WHAT THE EXERCISE ASKS: Copy out the lines of the items below word for word, from the line containing "For every instance of the saddle skirt" through the last line of the items, including both.

* * * *

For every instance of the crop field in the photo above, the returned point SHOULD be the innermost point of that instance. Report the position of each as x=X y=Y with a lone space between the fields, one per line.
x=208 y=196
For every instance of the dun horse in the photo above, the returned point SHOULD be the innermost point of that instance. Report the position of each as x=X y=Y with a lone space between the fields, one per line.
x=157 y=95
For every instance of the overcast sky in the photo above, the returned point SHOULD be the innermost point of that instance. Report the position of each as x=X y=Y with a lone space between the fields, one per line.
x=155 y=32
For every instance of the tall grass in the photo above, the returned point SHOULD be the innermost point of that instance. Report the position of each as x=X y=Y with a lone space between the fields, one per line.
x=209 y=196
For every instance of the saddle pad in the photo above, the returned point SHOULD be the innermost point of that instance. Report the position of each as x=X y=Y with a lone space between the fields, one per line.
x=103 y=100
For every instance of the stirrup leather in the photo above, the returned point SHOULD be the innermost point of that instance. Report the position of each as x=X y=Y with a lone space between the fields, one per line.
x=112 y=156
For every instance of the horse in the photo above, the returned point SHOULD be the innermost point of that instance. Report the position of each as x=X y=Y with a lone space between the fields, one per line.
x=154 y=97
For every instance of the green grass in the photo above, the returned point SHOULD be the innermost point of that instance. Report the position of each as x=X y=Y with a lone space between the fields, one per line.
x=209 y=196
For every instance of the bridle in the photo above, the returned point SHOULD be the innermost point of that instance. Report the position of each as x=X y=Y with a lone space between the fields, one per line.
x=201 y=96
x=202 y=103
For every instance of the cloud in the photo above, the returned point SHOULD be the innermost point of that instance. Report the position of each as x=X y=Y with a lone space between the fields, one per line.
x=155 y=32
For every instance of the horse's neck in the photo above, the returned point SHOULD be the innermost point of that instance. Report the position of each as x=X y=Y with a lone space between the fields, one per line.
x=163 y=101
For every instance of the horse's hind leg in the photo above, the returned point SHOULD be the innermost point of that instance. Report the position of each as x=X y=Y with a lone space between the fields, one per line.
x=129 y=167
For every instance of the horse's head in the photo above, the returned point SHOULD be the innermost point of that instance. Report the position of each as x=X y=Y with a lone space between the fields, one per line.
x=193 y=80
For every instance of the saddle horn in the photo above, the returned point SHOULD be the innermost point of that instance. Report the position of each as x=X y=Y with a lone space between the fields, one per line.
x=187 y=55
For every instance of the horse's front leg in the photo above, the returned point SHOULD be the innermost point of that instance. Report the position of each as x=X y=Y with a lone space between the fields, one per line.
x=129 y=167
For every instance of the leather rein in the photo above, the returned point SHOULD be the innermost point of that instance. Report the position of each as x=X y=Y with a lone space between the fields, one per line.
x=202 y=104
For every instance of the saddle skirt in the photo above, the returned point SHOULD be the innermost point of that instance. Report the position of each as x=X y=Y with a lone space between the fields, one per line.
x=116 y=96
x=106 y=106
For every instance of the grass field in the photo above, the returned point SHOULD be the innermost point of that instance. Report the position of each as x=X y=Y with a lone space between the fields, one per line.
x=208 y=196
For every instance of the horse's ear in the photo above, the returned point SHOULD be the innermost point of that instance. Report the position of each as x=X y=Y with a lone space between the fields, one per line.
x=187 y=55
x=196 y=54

* * * *

RESPONSE BELOW:
For every instance of the saddle skirt in the photo above, the returned point SHOULD be the innermost point of that instance. Report the position of each as x=X y=Y with a lone space between the fields, one per line.
x=116 y=96
x=106 y=106
For every instance of the grass field in the photo above, the returned point SHOULD be the innermost point of that instance. Report the position of each as x=X y=Y with a lone space between the fields, one per line.
x=208 y=196
For every instance of the horse's ear in the photo above, the returned point SHOULD be the innermost point of that instance. Report the position of each as x=X y=Y with a lone space between the fields, one per line.
x=187 y=55
x=196 y=54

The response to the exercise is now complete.